Segment Start: Data for this exercise

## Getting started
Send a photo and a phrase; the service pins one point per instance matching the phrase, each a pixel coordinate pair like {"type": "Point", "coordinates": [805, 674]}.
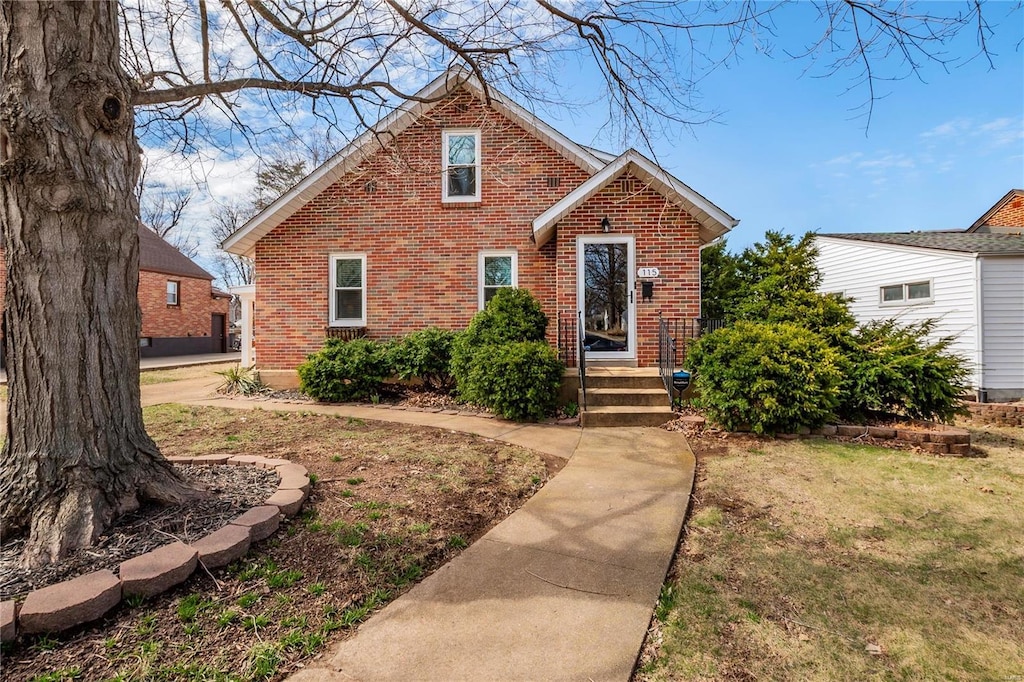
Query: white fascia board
{"type": "Point", "coordinates": [715, 221]}
{"type": "Point", "coordinates": [243, 242]}
{"type": "Point", "coordinates": [900, 248]}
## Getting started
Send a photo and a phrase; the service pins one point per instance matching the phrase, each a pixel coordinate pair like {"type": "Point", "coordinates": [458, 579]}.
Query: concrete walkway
{"type": "Point", "coordinates": [563, 589]}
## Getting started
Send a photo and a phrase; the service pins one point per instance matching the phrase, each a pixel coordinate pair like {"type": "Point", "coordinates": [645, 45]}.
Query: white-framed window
{"type": "Point", "coordinates": [910, 293]}
{"type": "Point", "coordinates": [498, 269]}
{"type": "Point", "coordinates": [348, 290]}
{"type": "Point", "coordinates": [461, 166]}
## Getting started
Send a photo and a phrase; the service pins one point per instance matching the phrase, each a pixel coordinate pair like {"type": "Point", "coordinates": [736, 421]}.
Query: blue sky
{"type": "Point", "coordinates": [793, 150]}
{"type": "Point", "coordinates": [792, 147]}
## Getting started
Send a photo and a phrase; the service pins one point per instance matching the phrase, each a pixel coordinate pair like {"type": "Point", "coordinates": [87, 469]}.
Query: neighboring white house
{"type": "Point", "coordinates": [972, 282]}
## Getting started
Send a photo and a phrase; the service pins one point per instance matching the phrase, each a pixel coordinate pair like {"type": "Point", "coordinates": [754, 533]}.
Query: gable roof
{"type": "Point", "coordinates": [1013, 194]}
{"type": "Point", "coordinates": [714, 221]}
{"type": "Point", "coordinates": [243, 241]}
{"type": "Point", "coordinates": [156, 255]}
{"type": "Point", "coordinates": [984, 244]}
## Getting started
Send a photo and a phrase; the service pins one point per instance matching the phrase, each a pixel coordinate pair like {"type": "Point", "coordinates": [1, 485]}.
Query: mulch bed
{"type": "Point", "coordinates": [236, 489]}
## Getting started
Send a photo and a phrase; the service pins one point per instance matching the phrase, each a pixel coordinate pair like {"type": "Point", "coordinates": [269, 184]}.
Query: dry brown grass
{"type": "Point", "coordinates": [390, 504]}
{"type": "Point", "coordinates": [818, 560]}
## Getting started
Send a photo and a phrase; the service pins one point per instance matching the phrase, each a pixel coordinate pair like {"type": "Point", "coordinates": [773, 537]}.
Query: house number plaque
{"type": "Point", "coordinates": [647, 272]}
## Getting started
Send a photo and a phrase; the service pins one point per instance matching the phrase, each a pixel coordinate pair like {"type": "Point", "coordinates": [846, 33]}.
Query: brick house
{"type": "Point", "coordinates": [1007, 215]}
{"type": "Point", "coordinates": [182, 313]}
{"type": "Point", "coordinates": [418, 221]}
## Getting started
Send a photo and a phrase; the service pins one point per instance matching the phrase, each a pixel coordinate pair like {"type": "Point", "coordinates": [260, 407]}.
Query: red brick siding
{"type": "Point", "coordinates": [665, 237]}
{"type": "Point", "coordinates": [422, 254]}
{"type": "Point", "coordinates": [189, 317]}
{"type": "Point", "coordinates": [1011, 215]}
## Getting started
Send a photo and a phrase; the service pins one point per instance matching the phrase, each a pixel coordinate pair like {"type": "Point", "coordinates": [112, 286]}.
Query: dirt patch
{"type": "Point", "coordinates": [233, 489]}
{"type": "Point", "coordinates": [390, 504]}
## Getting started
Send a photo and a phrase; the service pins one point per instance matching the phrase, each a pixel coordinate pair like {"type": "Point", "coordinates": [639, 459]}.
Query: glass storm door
{"type": "Point", "coordinates": [604, 273]}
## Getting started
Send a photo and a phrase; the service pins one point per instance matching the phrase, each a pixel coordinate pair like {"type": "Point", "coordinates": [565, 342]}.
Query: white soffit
{"type": "Point", "coordinates": [714, 221]}
{"type": "Point", "coordinates": [243, 241]}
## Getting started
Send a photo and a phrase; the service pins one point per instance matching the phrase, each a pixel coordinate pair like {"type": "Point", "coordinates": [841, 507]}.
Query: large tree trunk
{"type": "Point", "coordinates": [77, 454]}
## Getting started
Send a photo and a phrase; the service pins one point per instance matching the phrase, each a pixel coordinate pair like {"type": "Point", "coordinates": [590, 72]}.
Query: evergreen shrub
{"type": "Point", "coordinates": [517, 381]}
{"type": "Point", "coordinates": [897, 369]}
{"type": "Point", "coordinates": [346, 371]}
{"type": "Point", "coordinates": [425, 354]}
{"type": "Point", "coordinates": [512, 315]}
{"type": "Point", "coordinates": [768, 377]}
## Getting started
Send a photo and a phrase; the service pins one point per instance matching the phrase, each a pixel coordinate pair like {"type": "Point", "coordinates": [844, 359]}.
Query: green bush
{"type": "Point", "coordinates": [346, 371]}
{"type": "Point", "coordinates": [770, 377]}
{"type": "Point", "coordinates": [896, 369]}
{"type": "Point", "coordinates": [512, 315]}
{"type": "Point", "coordinates": [426, 354]}
{"type": "Point", "coordinates": [518, 381]}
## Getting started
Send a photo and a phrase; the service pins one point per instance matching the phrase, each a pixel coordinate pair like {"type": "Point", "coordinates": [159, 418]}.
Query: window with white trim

Segment End: Data for this exercise

**Task statement**
All of the lines above should be copied exactly, apart from the pictures.

**Task output**
## Getting started
Send a photo and a phrase; the service pins one point per instance matching the phrase, each a pixel coordinate pair like {"type": "Point", "coordinates": [805, 674]}.
Query: white fascia board
{"type": "Point", "coordinates": [715, 221]}
{"type": "Point", "coordinates": [243, 242]}
{"type": "Point", "coordinates": [900, 248]}
## Getting started
Send a photo and a phrase; the service pins one point per instance matching the phrase, each a pixel coordinate pair like {"type": "Point", "coordinates": [458, 579]}.
Query: concrete walkway
{"type": "Point", "coordinates": [563, 589]}
## Getting started
Send a photo and a phrase; the service pins one point per instance matching the phrase, each a pixel coordinate pair like {"type": "Point", "coordinates": [645, 45]}.
Query: white-framed window
{"type": "Point", "coordinates": [910, 293]}
{"type": "Point", "coordinates": [498, 269]}
{"type": "Point", "coordinates": [348, 290]}
{"type": "Point", "coordinates": [461, 166]}
## Getting started
Send a photo and a phrase; the service pins one point per instance matching the phrase, each a pixel coordinate pair like {"type": "Point", "coordinates": [736, 421]}.
Query: blue sky
{"type": "Point", "coordinates": [793, 150]}
{"type": "Point", "coordinates": [792, 147]}
## Getting started
Send a photo and a phrase; the service pins one point per instance matching the phrase, each a pixel coordinate pair like {"type": "Point", "coordinates": [87, 469]}.
Query: neighboring white house
{"type": "Point", "coordinates": [972, 282]}
## Getting started
Send a photo and a phrase; the service pins one point per instance matching the phrase, each a pixel coordinate pair like {"type": "Point", "coordinates": [754, 533]}.
Query: gable roof
{"type": "Point", "coordinates": [1013, 194]}
{"type": "Point", "coordinates": [714, 221]}
{"type": "Point", "coordinates": [243, 241]}
{"type": "Point", "coordinates": [156, 255]}
{"type": "Point", "coordinates": [984, 244]}
## Getting started
Send a photo and a phrase; the service pins one point per instance matching the phrase, each a pixel coordinate pair like {"type": "Point", "coordinates": [1, 485]}.
Query: mulch bed
{"type": "Point", "coordinates": [236, 489]}
## Getting started
Send a photo and a phrase; the service pins one point per instance matching the phrase, each a pixel coordinate pair like {"type": "Point", "coordinates": [269, 184]}.
Query: dry brown grass
{"type": "Point", "coordinates": [390, 504]}
{"type": "Point", "coordinates": [818, 560]}
## Getting started
Send a photo and a phrase; the service pins one point per instance matching the phrase, each a pixel coordinate pair like {"type": "Point", "coordinates": [773, 537]}.
Query: house number plaque
{"type": "Point", "coordinates": [647, 272]}
## Getting started
Send a photo and a phrase; the service pins one point per instance matching the phrase, each a pixel coordinate pair like {"type": "Point", "coordinates": [846, 33]}.
Query: brick house
{"type": "Point", "coordinates": [1007, 215]}
{"type": "Point", "coordinates": [182, 313]}
{"type": "Point", "coordinates": [418, 221]}
## Getting started
Send a photo and a phrase; the service pins one point per instance matching the phrase, each a pixel coordinate pair like {"type": "Point", "coordinates": [260, 407]}.
Query: red brick siding
{"type": "Point", "coordinates": [665, 237]}
{"type": "Point", "coordinates": [422, 254]}
{"type": "Point", "coordinates": [189, 317]}
{"type": "Point", "coordinates": [1011, 215]}
## Getting started
Send a photo and a phrase; the service pins one point per instance matching the phrase, each a pixel coordinate pair like {"type": "Point", "coordinates": [112, 286]}.
Query: dirt patch
{"type": "Point", "coordinates": [233, 489]}
{"type": "Point", "coordinates": [390, 504]}
## Getting started
Send a photo and a phrase; the service pins one point per instance matching the phrase, each a pixel coordinate pair like {"type": "Point", "coordinates": [639, 459]}.
Query: glass storm door
{"type": "Point", "coordinates": [604, 273]}
## Getting started
Send a photo and a phrase; the service pins one point per instance matching the phrase, each a pixel coordinate pair like {"type": "Point", "coordinates": [565, 342]}.
Query: white soffit
{"type": "Point", "coordinates": [714, 221]}
{"type": "Point", "coordinates": [243, 241]}
## Getting started
Send a photo and a phrase; the service pins one point per instance matching the phrase, each a pixel coordinate pair like {"type": "Point", "coordinates": [841, 507]}.
Query: large tree trunk
{"type": "Point", "coordinates": [77, 454]}
## Getting started
Send a photo and a phrase; the service pins one point per instance matching the phrase, each a pixel coordinate pair like {"type": "Point", "coordinates": [590, 72]}.
Query: evergreen shrub
{"type": "Point", "coordinates": [517, 381]}
{"type": "Point", "coordinates": [897, 369]}
{"type": "Point", "coordinates": [346, 371]}
{"type": "Point", "coordinates": [425, 354]}
{"type": "Point", "coordinates": [512, 315]}
{"type": "Point", "coordinates": [768, 377]}
## Getting started
Send a photo and a phrase; the service pins one point per instance matching the phrase, each a pixel coordinate pair like {"type": "Point", "coordinates": [844, 359]}.
Query: green bush
{"type": "Point", "coordinates": [346, 371]}
{"type": "Point", "coordinates": [770, 377]}
{"type": "Point", "coordinates": [896, 369]}
{"type": "Point", "coordinates": [512, 315]}
{"type": "Point", "coordinates": [426, 354]}
{"type": "Point", "coordinates": [518, 381]}
## Getting started
Send a photo and a phrase; the service pins one point per instance matching the phrase, each a pixel coordinate pair like {"type": "Point", "coordinates": [159, 418]}.
Query: window with white trim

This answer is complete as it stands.